> _Requirements_
Give every line of the records as a numbered list, omitting blank lines.

Position identification records
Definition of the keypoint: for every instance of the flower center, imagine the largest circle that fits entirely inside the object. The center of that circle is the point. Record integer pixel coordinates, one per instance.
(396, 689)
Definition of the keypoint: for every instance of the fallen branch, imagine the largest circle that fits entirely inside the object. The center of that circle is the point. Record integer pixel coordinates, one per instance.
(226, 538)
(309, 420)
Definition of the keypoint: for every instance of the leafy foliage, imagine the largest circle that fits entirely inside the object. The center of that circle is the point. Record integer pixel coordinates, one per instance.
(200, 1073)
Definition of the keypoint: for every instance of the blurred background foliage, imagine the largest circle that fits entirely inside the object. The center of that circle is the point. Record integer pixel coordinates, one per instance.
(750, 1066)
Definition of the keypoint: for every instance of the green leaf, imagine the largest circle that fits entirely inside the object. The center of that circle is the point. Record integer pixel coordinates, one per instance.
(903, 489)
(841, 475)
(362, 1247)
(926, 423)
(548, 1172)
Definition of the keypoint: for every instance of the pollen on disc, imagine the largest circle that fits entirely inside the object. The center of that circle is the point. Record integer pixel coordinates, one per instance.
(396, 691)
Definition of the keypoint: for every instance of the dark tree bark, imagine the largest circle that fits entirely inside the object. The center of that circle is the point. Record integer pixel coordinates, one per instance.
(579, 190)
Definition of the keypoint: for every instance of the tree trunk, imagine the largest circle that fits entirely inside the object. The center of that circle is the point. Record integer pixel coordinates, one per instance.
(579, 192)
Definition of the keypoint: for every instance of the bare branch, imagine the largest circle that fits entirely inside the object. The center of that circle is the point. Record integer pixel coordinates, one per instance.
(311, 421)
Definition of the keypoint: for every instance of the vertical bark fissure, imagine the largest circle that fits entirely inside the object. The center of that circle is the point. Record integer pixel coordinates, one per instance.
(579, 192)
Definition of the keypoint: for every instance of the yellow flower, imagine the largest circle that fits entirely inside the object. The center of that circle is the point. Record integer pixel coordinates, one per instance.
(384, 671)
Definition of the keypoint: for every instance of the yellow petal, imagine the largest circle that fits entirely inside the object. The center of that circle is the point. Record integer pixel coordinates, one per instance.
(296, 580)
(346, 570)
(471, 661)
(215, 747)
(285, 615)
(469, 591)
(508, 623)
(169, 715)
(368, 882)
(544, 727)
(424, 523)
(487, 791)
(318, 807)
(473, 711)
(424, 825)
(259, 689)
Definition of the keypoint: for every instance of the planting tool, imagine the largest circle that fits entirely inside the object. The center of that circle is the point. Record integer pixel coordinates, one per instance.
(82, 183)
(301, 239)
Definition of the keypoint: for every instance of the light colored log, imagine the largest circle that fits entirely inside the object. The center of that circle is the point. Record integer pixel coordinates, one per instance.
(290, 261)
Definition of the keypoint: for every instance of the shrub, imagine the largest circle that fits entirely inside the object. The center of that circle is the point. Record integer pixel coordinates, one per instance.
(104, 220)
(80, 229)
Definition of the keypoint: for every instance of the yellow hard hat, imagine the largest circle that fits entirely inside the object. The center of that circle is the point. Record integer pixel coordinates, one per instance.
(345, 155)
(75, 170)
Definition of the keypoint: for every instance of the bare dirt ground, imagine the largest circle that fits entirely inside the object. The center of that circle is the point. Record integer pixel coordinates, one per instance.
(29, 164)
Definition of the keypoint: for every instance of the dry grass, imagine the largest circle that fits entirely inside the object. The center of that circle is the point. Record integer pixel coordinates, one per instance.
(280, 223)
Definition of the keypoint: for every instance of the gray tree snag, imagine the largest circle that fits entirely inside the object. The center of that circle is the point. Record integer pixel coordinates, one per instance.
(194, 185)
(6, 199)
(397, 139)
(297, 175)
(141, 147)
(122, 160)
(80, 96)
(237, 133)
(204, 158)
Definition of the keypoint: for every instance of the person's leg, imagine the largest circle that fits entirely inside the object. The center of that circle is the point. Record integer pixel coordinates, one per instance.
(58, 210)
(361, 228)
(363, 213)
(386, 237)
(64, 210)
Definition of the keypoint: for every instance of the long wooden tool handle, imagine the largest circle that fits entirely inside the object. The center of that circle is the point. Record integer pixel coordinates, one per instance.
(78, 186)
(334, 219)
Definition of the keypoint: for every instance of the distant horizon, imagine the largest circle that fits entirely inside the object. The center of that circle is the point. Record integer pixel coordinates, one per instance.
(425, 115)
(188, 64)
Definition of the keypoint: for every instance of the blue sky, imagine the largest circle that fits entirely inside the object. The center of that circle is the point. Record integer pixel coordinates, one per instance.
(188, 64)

> _Solution_
1. Definition of the keypoint: for every instance of the flower center, imagine the largest circle that fits entirely inside the object. The center of that circle is the point. Record integer pixel coordinates, one per instance.
2. (396, 689)
3. Definition of the keypoint: for every instance of the fallen branch, imagine the largest circle that fits entirely inside the object. The center of that circle is the point. Record integer pixel coordinates, one per instance.
4. (226, 538)
5. (309, 420)
6. Definition of the keypoint: for every instance of the leafy foliage, imagine the largest circle that fits entirely inside the object. The center of that circle is the point. Record integer pixel coordinates, one per instance.
7. (200, 1073)
8. Definition of the keypoint: for every instance of the blurred background foliage, imagine the largest circle that fits entirely inside the object. The center of that circle is the point. Record integer pixel coordinates, one per instance.
9. (750, 1066)
10. Definition of the keypoint: for every instance of the green leaf, imagine the largest circle that fits entirely inside the object. The center of that circle is the point. Record integer pixel coordinates, one per instance.
11. (903, 489)
12. (841, 475)
13. (362, 1247)
14. (926, 423)
15. (548, 1172)
16. Definition of the keypoint: for every instance of the pollen on disc, imagine the largest circle that fits entirely inside the object. The center of that circle is the point. Record integer pixel coordinates, one per instance.
17. (396, 691)
18. Definition of the keypoint: for every instance of the dark tree bark, imagine the largest circle that fits entirely inside the object. The center of that circle is the point. Record integer pixel coordinates, one per instance.
19. (579, 190)
20. Definition of the keypoint: for every instance of the tree trunk, imagine the largest circle that fits entirely inside the object. The center of that circle is the point. Record integer pixel coordinates, one per instance.
21. (579, 192)
22. Definition of the keypoint: for every instance of the bare branch, imagine the largest circle that fits entirely inside the object. The center of that circle is the point. Record integer pixel coordinates, one per instance.
23. (311, 421)
24. Definition of the keypoint: for every instance of the vertical bark fissure, imagine the largest circle that fits entirely inside the object. The center of that circle is the point. Record integer pixel coordinates, one per instance.
25. (579, 192)
26. Definition of the keypoint: for every instance of the yellow flower, imagine the largest circle that fits entirely inside the object. The center of that circle is the point. Record integer pixel coordinates, one per instance.
27. (384, 671)
28. Definition of the keypoint: for every instance of the yellow petal, imagine the largest circle that fits entirely inside the object. The center of that circle is the point. Record integer pixel coordinates, one per instance.
29. (296, 580)
30. (346, 570)
31. (471, 661)
32. (215, 747)
33. (285, 615)
34. (469, 591)
35. (508, 623)
36. (169, 715)
37. (368, 882)
38. (544, 727)
39. (424, 523)
40. (487, 791)
41. (318, 807)
42. (473, 711)
43. (424, 825)
44. (259, 689)
45. Definition of the keypoint: for every instance of the planting tool, imagine the largest circle that fits entirely inside the object. The center of that circle is the point. Record integer pixel coordinates, one per instance.
46. (82, 183)
47. (301, 239)
48. Definition of the keypoint: for every instance of the light colored log, imagine the largest circle that fits entirely inside the object. The center of that circle is the point. Record integer pixel coordinates, one per instance.
49. (290, 261)
50. Definition of the keypoint: for every instance of the shrub, imagine the largest circle that fits entirely inside the object. The center of that circle is the point. Record integer pixel coordinates, one per instance.
51. (104, 220)
52. (80, 229)
53. Definition of the keypoint: for every instance of the yellow hard hat, imagine the largest circle that fits entirely inside the object. The center of that circle is the point. Record integer pixel coordinates, one per instance.
54. (345, 155)
55. (75, 170)
56. Definition of the keypoint: for every instance of the bare dirt ground, imagine the largest circle that fits entirely inside the object. The center of that circle is the point. Record integer pixel coordinates, one per instance.
57. (29, 164)
58. Definition of the keypoint: for every instance of the dry grass, imagine the largest circle that fits entirely inside the object. The center of that circle is the point. Record integer pixel coordinates, one per instance.
59. (280, 223)
60. Definition of the keypoint: for every instance of the gray tree snag, imagine the largest circle that fits entirely inside the object. The center of that circle is the point. Record integer pixel coordinates, one per instance.
61. (194, 185)
62. (6, 199)
63. (397, 139)
64. (297, 175)
65. (141, 147)
66. (122, 160)
67. (80, 96)
68. (237, 133)
69. (204, 158)
70. Definition of the keypoint: for every instance of the person's leg, imagine the largest circle that fits entirely inside the object. The center of that circle is the point. Record integer pixel coordinates, one per instance.
71. (58, 210)
72. (361, 228)
73. (363, 213)
74. (386, 237)
75. (64, 210)
76. Definition of the keypoint: for every instance of the long wooden tool handle, imagine the largest circle that fits entirely inside the object. The center of that circle is the point. Record integer pixel coordinates, one per instance.
77. (78, 186)
78. (334, 219)
79. Definition of the keypoint: for every instance of the distant horizon, imagine the largest circle that fits entirely inside the object. The center of that circle is the point. Record integer pixel coordinates, one per instance.
80. (425, 115)
81. (188, 64)
82. Definition of the keypoint: for every instance of the blue sky, imagine the largest circle that fits entirely inside the object. The center of that circle is the point. Record integer pixel coordinates, one per instance.
83. (188, 64)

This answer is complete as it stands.